> _Quoted text_:
━━━━
The Republican Party platform committee ought to take note. Please note – he is talking about being “obsessed” over it, he is not supporting abortion, contraception or gay marriage.

by Laurie Goodstein

Pope Francis, in the first extensive interview of his six-month-old papacy, said that the Roman Catholic church had grown “obsessed” with preaching about abortion, gay marriage and contraception, and that he has chosen not to speak of those issues despite recriminations from some critics.

In remarkably blunt language, Francis sought to set a new tone for the church, saying it should be a “home for all” and not a “small chapel” focused on doctrine, orthodoxy and a limited agenda of moral teachings.

“It is not necessary to talk about these issues all the time,” the pope told the Rev. Antonio Spadaro, a fellow Jesuit and editor in chief of La Civiltà Cattolica, the Italian Jesuit journal whose content is routinely approved by the Vatican. “The dogmatic and moral teachings of the church are not all equivalent. The church’s pastoral ministry cannot be obsessed with the transmission of a disjointed multitude of doctrines to be imposed insistently.

“We have to find a new balance,” the pope continued, “otherwise even the moral edifice of the church is likely to fall like a house of cards, losing the freshness and fragrance of the Gospel.”

[..........]

The interview was released simultaneously on Thursday morning by 16 Jesuit journals around the world, and includes the pope’s lengthy reflections on his identity as a Jesuit. Pope Francis personally reviewed the transcript in Italian, said the Rev. James Martin, an editor-at-large of America, the Jesuit magazine in New York. America and La Civiltà Cattolica together had asked Francis to grant the interview, which America is publishing in its magazine and as an e-book.

“Some of the things in it really surprised me,” Father Martin said. “He seems even more of a free-thinker than I thought — creative, experimental, willing to live on the margins, push boundaries back a little bit.”

The new pope’s words are likely to have repercussions in a church whose bishops and priests in many countries, including the United States, often appeared to make combating abortion, gay marriage and contraception their top public policy priorities. These teachings are “clear” to him as “a son of the church,” he said, but they have to be taught in a larger context. “The proclamation of the saving love of God comes before moral and religious imperatives.”
━━━━
> _Dataset section_:
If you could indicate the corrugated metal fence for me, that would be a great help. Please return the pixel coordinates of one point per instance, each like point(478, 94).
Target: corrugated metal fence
━━━━
> _To-do list_:
(a) In the article on Pope Francis's interview, how many Jesuit journals released the interview at the same time?
(b) Say whether each statement agrees with the article on Pope Francis's interview, answering yes or no and quoting the deciding words. (i) Pope Francis personally reviewed the interview transcript in Italian. (ii) The Rev. James Martin was the person the pope spoke to in the interview. (iii) Francis said the church should be a small chapel focused on doctrine.

> _Solutions to each task_:
(a) 16 Jesuit journals around the world released it simultaneously.

(b)
(i) Yes: "Pope Francis personally reviewed the transcript in Italian"
(ii) No: "the pope told the Rev. Antonio Spadaro, a fellow Jesuit and editor in chief of La Civiltà Cattolica"
(iii) No: "saying it should be a “home for all” and not a “small chapel” focused on doctrine"